▶ [Texte fourni]
===
Au matin de la journée longuement attendue qui devait apporter le salut du pays, le généralissime reçut du ministre-président un ordre télégraphique : résigner ses fonctions entre les mains du chef de l'état-major et se rendre immédiatement à Pétrograd. L'affaire prenait du coup une tournure absolument imprévue. Le général comprit, d'après ses propres termes, " qu'il y avait double jeu ". A plus juste titre, il eût pu dire que son double jeu à lui avait été découvert. Kornilov décide de ne pas céder. Les exhortations de Savinkov par fil direct ne servirent de rien. "Contraint d'agir ouvertement – disait le généralissime dans son manifeste au peuple – moi, général Kornilov, je déclare que le gouvernement provisoire, sous la pression de la majorité bolcheviste des soviets, agit en complet accord avec les plans de l'état-major général allemand, au moment même où va se produire une descente de l'ennemi sur les rivages de Riga, détruit l'armée et bouleverse à l'intérieur le pays. " Ne désirant pas céder le pouvoir aux traîtres, lui, Kornilov, " préfère mourir au champ d’honneur ". Sur l'auteur de ce manifeste, Milioukov écrivait plus tard, avec une nuance d'admiration : " Homme résolu, ne reconnaissant nulle subtilité juridique et allant droit au but dès l'instant qu'il l'avait reconnu juste. " Un généralissime qui prélève des troupes sur le front dans le dessein de renverser son propre gouvernement ne peut, effectivement, être taxé de prédilection pour " les subtilités juridiques ".
===
▶ [Entrées pour l'annotation par cadres de délimitation]

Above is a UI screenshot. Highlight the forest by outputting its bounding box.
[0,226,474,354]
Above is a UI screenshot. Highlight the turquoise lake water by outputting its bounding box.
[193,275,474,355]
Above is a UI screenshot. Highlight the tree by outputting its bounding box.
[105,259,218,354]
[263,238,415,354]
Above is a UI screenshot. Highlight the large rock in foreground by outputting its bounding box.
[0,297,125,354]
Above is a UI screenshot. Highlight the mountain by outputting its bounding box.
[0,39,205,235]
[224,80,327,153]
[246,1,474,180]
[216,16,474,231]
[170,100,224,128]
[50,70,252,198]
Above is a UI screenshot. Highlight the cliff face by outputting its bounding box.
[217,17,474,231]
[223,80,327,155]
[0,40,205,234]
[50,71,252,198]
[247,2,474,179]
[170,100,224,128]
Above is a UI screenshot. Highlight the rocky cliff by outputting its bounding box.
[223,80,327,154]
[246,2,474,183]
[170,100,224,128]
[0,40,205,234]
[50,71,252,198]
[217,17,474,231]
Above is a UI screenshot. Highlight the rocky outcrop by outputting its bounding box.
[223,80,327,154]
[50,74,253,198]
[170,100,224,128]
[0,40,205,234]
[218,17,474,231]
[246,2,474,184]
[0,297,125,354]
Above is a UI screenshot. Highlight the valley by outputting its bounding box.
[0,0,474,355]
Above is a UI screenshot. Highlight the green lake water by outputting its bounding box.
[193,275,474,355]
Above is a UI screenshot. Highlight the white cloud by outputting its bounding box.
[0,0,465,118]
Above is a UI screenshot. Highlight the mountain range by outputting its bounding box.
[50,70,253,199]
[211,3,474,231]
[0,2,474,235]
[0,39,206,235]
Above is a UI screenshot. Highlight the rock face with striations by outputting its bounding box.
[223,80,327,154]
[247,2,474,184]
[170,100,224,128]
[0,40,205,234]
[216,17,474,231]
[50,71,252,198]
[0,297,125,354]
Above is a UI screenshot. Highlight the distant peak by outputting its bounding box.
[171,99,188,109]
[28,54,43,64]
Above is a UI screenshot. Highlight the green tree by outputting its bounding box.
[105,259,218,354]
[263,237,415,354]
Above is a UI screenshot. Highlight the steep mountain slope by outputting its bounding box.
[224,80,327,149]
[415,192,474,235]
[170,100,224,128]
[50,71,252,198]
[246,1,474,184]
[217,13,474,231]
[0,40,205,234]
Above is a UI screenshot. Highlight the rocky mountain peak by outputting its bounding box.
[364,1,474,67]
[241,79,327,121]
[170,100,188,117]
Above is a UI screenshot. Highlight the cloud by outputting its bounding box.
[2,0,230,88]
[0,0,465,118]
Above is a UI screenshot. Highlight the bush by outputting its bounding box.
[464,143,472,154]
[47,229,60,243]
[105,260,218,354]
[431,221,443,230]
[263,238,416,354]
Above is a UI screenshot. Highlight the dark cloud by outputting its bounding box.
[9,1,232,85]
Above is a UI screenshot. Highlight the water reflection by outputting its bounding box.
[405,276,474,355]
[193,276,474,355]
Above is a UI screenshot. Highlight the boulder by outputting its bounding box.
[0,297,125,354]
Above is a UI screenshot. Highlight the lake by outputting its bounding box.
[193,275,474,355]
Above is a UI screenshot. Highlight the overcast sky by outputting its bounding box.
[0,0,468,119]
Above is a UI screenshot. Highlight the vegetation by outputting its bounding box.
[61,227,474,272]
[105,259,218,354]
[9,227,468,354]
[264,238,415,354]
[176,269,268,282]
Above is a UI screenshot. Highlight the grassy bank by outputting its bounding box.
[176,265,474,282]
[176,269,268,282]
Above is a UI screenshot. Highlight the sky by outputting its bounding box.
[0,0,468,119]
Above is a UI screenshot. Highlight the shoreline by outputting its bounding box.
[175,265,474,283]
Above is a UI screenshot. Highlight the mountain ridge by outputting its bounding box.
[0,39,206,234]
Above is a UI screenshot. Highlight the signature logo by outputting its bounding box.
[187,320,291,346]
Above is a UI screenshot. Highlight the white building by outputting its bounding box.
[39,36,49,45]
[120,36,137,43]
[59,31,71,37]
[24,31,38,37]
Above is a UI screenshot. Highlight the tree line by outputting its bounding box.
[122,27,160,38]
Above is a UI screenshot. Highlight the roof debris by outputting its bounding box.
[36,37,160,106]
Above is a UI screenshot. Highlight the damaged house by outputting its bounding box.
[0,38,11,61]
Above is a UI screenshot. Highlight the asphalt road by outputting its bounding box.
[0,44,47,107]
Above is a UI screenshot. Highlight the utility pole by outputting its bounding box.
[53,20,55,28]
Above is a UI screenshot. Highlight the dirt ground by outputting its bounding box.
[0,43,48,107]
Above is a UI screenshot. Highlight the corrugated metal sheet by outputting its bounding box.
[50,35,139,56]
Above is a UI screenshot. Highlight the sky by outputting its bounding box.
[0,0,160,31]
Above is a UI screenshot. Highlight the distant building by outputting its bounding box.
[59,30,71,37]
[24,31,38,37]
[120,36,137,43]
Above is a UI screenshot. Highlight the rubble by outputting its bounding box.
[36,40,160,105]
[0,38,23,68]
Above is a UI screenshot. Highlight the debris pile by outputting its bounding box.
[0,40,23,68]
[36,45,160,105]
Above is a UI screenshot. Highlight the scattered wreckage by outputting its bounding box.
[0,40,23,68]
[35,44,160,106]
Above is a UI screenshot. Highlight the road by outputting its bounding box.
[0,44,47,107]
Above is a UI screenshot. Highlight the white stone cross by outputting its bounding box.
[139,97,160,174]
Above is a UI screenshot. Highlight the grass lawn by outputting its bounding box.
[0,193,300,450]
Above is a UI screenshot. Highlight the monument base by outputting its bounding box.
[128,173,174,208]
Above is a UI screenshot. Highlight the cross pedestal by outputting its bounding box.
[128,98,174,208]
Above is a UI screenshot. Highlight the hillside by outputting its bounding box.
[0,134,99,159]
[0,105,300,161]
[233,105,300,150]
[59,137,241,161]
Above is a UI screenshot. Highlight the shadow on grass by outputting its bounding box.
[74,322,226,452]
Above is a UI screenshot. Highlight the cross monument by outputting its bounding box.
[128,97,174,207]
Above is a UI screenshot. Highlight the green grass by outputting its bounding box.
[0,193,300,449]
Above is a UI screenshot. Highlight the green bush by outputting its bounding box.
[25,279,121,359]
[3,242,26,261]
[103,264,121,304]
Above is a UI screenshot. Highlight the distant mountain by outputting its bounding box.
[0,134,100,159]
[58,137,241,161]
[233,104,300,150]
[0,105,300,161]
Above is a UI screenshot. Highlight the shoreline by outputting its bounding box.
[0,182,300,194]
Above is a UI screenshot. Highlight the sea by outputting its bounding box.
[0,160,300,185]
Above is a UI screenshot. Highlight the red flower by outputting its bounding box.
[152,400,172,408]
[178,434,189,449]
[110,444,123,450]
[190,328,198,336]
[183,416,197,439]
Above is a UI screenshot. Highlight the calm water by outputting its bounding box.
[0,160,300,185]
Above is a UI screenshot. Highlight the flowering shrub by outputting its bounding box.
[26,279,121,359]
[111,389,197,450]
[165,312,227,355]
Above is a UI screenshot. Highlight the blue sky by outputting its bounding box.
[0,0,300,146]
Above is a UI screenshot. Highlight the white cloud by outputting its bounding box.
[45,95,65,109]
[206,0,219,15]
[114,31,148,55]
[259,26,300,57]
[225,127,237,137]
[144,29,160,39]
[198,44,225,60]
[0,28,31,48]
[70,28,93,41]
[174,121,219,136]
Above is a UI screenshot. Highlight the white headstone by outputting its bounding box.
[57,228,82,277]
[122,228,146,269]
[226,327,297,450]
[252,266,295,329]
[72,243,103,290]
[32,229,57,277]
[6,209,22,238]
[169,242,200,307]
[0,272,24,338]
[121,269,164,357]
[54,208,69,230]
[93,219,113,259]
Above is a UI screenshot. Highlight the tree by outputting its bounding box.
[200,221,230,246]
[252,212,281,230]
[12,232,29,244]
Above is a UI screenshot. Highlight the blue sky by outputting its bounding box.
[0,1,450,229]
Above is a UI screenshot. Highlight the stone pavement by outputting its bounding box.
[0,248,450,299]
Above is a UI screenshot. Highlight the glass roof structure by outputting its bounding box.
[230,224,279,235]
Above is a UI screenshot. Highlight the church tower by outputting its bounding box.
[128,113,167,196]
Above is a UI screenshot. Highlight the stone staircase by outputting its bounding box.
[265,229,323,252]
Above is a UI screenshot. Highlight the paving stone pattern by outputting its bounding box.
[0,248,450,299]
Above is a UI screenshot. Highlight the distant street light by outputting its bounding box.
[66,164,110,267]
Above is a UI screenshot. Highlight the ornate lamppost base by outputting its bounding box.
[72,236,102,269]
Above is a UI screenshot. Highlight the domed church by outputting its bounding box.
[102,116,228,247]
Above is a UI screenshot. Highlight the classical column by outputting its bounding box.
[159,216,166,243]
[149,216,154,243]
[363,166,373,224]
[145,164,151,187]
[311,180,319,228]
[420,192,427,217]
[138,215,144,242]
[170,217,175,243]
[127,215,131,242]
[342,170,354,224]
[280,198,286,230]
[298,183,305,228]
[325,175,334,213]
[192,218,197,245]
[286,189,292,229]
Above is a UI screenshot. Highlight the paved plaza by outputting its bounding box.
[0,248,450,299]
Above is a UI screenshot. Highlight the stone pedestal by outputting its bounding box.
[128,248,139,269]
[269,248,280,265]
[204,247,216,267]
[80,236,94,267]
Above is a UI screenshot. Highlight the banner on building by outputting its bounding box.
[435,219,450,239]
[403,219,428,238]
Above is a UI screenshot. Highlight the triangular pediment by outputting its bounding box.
===
▶ [Exercice proposé 1]
Répondez à ces questions d'après l'extrait sur Kornilov :
(a) Entre les mains de qui le généralissime devait-il résigner ses fonctions ?
(b) Où Kornilov dit-il préférer mourir plutôt que de céder le pouvoir ?
(c) Qui a écrit plus tard sur l'auteur du manifeste avec une nuance d'admiration ?
▶ [Exercice proposé 2]
Dites si chacune de ces affirmations concorde avec l'extrait sur Kornilov, en citant les mots qui le prouvent :
(a) L'ordre du ministre-président est parvenu au généralissime par télégramme.
(b) Les exhortations de Savinkov ont convaincu Kornilov de céder.
(c) Le manifeste annonce une descente de l'ennemi sur les rivages de Riga.
▶ [Exercice proposé 3] Rédigez la suite de l'extrait sur Kornilov, en reprenant après sa dernière phrase.

▶ [Réponse 1]
(a) Entre les mains du chef de l'état-major.
(b) Au champ d'honneur.
(c) Milioukov.

▶ [Réponse 2]
(a) Oui : « reçut du ministre-président un ordre télégraphique ».
(b) Non : « Les exhortations de Savinkov par fil direct ne servirent de rien. »
(c) Oui : « au moment même où va se produire une descente de l'ennemi sur les rivages de Riga ».

▶ [Réponse 3]
Kérensky destitua Kornilov par acte d'autorité personnelle. Le gouvernement provisoire, en ce temps, n'existait déjà plus : le soir du 26, messieurs les ministres donnèrent une démission qui, par un heureux concours de circonstances, répondait aux désirs de tous les partis. Déjà, quelques jours avant la rupture du Grand Quartier Général avec le gouvernement, le général Loukomsky avait averti Lvov par l'intermédiaire d'Aladyine : " Il ne serait pas mauvais de prévenir les cadets qu'ils aient, pour le 27 août, à quitter tous le gouvernement provisoire pour placer celui-ci dans une situation difficile et, par là-même, s'épargner des désagréments. " Les cadets ne manquèrent pas de prendre bonne note de cette recommandation. D'autre part, Kérensky lui-même déclara au gouvernement qu'il jugeait possible de combattre la mutinerie de Kornilov " seulement sous condition que le pouvoir lui fût remis à lui-même intégralement ". Les autres ministres ne semblaient attendre que cet heureux motif pour démissionner à leur tour. C'est ainsi que la coalition fut soumise à une vérification de plus. " Les ministres du parti cadet – écrit Milioukov – déclarèrent que, pour l'instant, ils démissionnaient sans préjuger de leur participation future au gouvernement provisoire. " Fidèles à leur tradition, les cadets voulaient attendre à l'écart les résultats des journées de lutte pour prendre une décision selon l'issue. Ils ne doutaient pas que les conciliateurs leur garderaient indemnes leurs places. En se déchargeant de la responsabilité, les cadets, avec tous les autres ministres démissionnaires, prirent part ensuite à plusieurs conférences gouvernementales, " de caractère privé ". Les deux camps, se préparant à la guerre civile, se groupaient, dans l'ordre " privé ", autour du chef du gouvernement, muni de tous les pleins pouvoirs imaginables, mais non d'une réelle autorité.
Sur le télégramme de Kérensky reçu au Grand Quartier Général : " Tous échelons dirigés sur Pétrograd et la banlieue doivent être arrêtés et ramenés à leurs postes antérieurs ", Kornilov nota : " Ne pas exécuter cet ordre, diriger les troupes sur Pétrograd. " L'affaire du soulèvement armé était ainsi solidement mise sur la voie. Ceci doit être compris littéralement : trois divisions de cavalerie, par convois de chemin de fer, s'avançaient vers la capitale.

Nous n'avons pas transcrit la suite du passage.